● Exercise goal
Go through the records and report each line holding the string "deck".

Dataset excerpts:
========

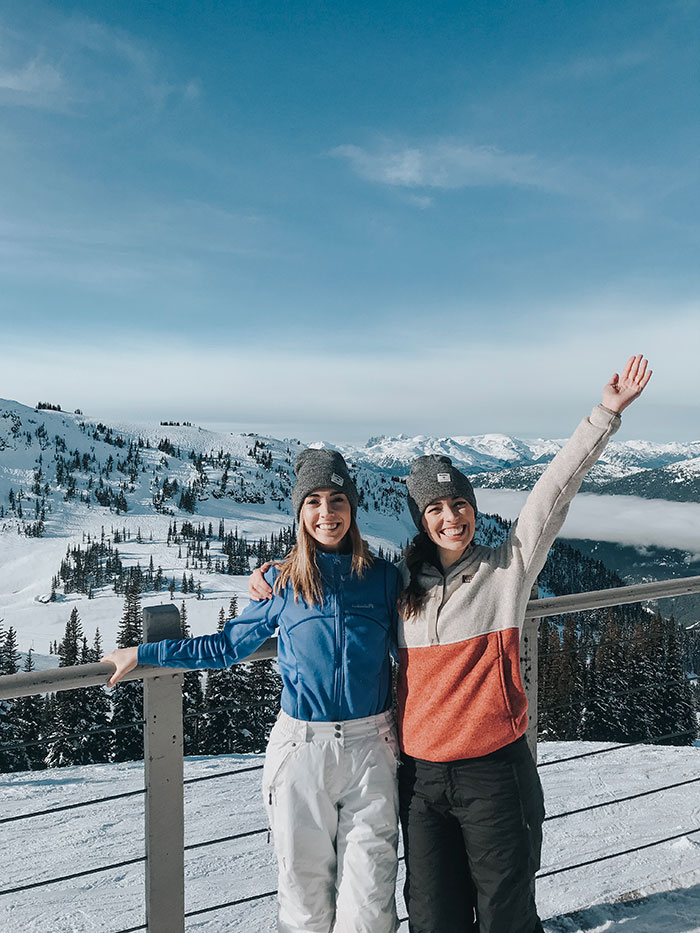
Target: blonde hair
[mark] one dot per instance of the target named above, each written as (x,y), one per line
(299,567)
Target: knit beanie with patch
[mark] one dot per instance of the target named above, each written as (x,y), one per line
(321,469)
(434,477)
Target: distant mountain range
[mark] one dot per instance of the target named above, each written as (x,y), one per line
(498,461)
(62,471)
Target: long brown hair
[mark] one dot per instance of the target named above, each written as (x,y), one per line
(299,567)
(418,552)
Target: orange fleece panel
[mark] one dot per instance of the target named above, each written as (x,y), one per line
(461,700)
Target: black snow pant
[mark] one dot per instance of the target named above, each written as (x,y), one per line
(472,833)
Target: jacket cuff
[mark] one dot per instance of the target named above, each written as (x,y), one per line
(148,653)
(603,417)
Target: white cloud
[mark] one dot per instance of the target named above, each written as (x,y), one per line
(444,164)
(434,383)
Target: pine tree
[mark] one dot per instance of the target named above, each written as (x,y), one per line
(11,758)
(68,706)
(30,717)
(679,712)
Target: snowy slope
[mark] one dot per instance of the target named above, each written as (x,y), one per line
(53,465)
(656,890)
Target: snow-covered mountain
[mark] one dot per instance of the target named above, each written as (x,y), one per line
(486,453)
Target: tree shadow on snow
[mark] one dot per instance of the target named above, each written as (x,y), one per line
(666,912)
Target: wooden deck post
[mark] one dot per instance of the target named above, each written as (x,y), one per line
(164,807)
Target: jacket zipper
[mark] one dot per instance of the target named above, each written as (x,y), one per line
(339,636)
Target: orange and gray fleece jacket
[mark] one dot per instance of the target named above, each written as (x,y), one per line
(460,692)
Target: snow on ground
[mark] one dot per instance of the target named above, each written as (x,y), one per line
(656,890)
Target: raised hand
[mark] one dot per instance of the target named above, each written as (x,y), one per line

========

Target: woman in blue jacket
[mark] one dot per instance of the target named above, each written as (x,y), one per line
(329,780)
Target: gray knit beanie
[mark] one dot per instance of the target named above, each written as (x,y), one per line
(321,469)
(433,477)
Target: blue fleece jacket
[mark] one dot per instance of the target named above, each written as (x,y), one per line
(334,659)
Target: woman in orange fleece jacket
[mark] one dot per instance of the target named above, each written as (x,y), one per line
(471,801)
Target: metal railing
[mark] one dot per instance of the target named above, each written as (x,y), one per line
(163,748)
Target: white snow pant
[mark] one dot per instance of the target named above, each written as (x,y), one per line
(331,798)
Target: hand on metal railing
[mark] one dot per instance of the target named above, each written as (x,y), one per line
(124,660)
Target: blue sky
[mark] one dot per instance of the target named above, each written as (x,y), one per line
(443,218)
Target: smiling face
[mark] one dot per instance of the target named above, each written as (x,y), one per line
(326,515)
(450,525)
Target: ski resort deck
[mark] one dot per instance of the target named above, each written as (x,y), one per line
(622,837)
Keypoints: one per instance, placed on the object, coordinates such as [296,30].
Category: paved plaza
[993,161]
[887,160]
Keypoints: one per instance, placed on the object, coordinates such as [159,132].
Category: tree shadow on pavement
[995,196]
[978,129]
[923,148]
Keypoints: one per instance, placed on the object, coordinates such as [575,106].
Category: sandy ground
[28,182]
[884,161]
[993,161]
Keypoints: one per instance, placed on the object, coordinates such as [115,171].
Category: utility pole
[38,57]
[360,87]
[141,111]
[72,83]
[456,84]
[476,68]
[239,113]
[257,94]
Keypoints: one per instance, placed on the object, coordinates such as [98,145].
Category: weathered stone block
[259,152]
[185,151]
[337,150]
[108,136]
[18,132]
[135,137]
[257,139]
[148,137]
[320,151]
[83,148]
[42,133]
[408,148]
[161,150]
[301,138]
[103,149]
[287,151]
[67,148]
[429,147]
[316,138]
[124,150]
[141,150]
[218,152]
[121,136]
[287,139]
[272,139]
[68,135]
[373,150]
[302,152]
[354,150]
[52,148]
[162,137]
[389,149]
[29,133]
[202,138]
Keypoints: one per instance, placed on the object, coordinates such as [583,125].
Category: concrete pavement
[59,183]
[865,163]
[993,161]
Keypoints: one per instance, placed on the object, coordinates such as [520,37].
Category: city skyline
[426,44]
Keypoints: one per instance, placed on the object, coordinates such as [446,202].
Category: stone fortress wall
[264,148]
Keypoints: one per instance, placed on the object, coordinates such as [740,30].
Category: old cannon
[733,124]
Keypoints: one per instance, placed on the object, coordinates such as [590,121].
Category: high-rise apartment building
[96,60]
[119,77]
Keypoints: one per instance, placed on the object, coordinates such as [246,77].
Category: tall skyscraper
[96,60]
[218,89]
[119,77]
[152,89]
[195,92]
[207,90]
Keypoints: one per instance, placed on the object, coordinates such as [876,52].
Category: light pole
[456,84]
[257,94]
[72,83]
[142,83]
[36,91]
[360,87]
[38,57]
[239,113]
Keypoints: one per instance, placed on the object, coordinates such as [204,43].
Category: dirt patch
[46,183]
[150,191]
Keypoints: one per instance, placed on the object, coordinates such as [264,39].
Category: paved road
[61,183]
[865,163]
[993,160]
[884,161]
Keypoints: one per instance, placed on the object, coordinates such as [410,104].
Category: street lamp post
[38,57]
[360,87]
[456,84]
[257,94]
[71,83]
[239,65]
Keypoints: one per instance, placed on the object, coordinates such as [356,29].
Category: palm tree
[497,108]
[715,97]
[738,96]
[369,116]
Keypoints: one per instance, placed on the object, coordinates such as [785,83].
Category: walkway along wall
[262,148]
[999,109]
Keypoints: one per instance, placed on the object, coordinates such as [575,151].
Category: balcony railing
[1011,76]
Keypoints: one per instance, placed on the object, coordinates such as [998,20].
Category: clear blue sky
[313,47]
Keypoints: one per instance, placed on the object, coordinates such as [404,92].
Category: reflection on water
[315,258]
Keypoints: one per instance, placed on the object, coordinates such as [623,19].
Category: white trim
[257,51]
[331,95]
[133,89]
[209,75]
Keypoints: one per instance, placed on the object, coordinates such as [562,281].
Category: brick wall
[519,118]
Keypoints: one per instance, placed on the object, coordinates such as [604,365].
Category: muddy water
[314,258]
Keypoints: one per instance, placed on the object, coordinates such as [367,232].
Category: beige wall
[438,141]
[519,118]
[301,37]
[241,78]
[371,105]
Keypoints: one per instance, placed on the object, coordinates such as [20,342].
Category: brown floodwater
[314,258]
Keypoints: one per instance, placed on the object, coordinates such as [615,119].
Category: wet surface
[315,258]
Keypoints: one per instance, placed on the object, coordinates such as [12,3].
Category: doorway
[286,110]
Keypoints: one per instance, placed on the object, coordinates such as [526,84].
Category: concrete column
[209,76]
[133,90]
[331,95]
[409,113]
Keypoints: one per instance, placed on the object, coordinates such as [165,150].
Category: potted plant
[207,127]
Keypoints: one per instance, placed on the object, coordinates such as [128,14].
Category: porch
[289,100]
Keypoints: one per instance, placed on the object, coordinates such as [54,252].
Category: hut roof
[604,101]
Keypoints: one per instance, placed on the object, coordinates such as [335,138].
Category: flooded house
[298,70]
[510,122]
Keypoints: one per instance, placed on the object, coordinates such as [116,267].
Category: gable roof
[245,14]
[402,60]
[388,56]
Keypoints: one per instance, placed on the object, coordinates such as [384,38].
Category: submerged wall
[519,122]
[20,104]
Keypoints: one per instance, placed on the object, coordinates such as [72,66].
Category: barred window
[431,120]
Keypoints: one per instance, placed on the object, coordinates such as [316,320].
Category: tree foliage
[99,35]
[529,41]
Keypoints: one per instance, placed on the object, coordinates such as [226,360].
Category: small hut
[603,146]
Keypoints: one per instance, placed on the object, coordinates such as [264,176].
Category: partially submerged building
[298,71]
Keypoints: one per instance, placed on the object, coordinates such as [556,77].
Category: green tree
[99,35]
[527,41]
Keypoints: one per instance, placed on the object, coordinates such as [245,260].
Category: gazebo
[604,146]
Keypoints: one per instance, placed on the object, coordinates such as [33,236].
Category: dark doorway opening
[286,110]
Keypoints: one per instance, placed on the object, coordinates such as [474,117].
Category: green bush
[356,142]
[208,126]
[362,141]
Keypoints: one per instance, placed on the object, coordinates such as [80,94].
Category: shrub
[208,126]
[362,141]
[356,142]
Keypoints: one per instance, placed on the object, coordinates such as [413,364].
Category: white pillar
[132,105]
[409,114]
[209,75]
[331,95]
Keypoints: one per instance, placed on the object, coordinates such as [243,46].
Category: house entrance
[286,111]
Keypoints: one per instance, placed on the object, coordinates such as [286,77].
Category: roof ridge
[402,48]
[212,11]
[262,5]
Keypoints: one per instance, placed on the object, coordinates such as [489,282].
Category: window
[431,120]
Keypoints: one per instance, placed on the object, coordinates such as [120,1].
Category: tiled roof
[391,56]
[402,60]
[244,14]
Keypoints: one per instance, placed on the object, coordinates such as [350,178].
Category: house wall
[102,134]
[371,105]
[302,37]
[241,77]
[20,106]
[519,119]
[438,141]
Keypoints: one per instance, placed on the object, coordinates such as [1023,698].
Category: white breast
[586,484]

========

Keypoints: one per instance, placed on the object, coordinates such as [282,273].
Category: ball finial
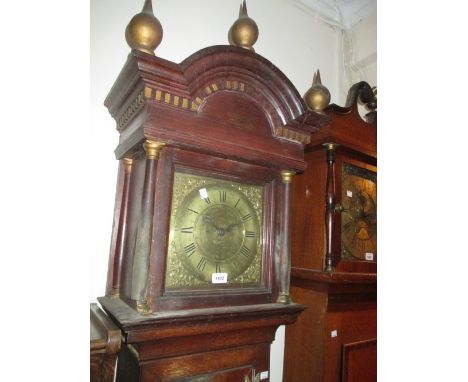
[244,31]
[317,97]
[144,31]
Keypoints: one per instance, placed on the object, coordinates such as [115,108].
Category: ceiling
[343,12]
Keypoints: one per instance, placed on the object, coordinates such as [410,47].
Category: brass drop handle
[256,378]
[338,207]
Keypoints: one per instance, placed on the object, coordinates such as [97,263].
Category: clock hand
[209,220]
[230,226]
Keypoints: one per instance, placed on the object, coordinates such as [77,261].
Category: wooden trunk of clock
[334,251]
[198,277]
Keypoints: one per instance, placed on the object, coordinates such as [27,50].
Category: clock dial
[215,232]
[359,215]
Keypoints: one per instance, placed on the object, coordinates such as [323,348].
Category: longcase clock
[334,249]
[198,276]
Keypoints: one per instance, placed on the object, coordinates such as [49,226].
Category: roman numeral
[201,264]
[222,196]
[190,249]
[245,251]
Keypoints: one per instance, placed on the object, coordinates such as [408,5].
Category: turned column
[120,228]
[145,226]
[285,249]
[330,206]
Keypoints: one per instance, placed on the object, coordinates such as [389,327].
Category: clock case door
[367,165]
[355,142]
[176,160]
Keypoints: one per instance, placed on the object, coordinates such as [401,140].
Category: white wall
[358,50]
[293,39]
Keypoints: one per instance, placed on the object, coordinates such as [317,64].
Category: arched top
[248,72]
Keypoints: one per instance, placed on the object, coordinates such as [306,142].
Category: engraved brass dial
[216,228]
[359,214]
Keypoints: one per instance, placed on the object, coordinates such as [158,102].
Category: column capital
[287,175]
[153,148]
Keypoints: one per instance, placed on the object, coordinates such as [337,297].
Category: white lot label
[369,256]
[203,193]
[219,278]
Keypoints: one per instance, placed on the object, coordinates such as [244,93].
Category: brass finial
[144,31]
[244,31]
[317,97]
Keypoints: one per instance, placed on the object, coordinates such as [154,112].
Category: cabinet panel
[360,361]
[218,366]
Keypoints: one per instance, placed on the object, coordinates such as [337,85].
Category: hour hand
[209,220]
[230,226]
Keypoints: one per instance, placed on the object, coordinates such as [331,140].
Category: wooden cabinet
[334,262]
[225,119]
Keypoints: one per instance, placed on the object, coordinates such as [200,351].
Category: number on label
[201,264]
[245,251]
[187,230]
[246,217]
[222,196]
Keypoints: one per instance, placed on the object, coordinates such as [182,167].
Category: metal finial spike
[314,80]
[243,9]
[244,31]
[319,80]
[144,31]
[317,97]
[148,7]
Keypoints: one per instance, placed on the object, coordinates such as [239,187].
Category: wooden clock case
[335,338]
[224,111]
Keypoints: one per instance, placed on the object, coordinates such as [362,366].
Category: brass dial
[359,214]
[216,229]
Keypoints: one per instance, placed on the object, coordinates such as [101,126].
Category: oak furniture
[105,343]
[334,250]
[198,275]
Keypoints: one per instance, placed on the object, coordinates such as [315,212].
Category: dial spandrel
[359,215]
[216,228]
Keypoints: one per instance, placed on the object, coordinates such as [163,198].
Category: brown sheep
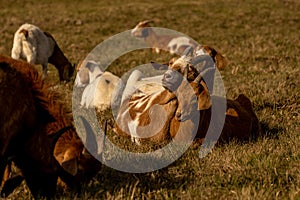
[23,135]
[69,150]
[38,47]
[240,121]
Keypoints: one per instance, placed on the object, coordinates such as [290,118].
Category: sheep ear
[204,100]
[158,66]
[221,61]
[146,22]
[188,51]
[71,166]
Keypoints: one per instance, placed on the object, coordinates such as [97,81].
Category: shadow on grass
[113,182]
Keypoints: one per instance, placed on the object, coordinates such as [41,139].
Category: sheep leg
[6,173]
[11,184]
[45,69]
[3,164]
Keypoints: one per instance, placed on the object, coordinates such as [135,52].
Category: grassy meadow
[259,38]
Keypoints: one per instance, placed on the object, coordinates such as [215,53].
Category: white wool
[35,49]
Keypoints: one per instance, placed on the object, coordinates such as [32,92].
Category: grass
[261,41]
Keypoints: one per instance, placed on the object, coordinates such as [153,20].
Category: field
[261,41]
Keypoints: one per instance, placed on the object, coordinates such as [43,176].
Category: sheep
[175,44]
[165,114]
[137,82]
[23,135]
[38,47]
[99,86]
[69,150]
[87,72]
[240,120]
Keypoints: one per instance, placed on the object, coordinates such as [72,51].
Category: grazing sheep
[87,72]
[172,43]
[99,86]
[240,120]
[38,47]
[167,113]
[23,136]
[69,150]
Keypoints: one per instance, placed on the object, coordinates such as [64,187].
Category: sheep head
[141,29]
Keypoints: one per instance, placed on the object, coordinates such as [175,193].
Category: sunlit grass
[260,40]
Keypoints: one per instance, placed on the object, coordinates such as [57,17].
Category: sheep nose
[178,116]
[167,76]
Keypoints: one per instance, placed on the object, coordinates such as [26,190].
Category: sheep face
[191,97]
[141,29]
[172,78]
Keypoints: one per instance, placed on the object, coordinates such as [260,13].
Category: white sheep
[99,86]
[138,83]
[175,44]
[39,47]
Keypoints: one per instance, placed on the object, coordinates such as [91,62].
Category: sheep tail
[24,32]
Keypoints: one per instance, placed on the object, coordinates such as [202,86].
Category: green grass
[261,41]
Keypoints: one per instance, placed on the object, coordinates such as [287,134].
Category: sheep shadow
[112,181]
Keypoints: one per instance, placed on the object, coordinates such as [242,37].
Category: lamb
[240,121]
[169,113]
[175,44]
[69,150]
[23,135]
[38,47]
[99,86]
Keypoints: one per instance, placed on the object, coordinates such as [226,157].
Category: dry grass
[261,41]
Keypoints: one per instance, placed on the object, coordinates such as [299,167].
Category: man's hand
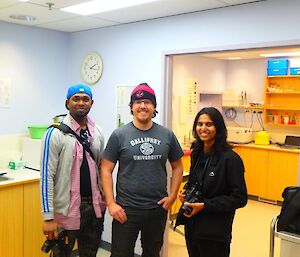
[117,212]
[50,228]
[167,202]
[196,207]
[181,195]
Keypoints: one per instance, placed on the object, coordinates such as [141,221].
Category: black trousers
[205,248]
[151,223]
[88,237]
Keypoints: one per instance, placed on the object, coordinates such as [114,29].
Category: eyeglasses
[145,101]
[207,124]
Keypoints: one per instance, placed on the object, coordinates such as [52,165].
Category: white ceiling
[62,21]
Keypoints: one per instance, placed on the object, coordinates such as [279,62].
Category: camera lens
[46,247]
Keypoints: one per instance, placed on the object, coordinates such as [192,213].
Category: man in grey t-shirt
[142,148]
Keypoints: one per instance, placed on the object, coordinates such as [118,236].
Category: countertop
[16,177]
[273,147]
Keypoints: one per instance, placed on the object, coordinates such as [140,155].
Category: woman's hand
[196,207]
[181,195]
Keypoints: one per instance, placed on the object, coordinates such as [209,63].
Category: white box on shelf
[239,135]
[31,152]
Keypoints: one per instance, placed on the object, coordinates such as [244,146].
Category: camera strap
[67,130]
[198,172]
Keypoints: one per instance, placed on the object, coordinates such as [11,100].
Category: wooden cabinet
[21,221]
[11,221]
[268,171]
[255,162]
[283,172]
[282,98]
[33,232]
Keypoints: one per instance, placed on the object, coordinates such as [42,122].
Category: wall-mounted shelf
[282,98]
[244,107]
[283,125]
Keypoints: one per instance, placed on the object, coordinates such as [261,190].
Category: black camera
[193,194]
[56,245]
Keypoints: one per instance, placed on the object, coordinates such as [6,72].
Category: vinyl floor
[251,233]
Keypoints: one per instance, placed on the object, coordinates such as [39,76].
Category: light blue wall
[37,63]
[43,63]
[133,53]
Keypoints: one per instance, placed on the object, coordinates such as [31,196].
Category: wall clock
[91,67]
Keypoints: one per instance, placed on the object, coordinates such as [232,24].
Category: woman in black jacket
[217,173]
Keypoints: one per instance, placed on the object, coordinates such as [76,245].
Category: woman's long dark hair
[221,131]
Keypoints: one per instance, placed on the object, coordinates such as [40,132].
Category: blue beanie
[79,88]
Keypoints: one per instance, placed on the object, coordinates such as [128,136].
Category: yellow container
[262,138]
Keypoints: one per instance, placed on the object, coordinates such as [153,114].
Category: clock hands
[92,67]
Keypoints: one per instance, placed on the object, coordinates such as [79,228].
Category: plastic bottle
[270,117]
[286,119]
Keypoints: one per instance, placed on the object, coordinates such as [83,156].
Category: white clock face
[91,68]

========

● Task result
Target: wooden deck post
Target: ski resort deck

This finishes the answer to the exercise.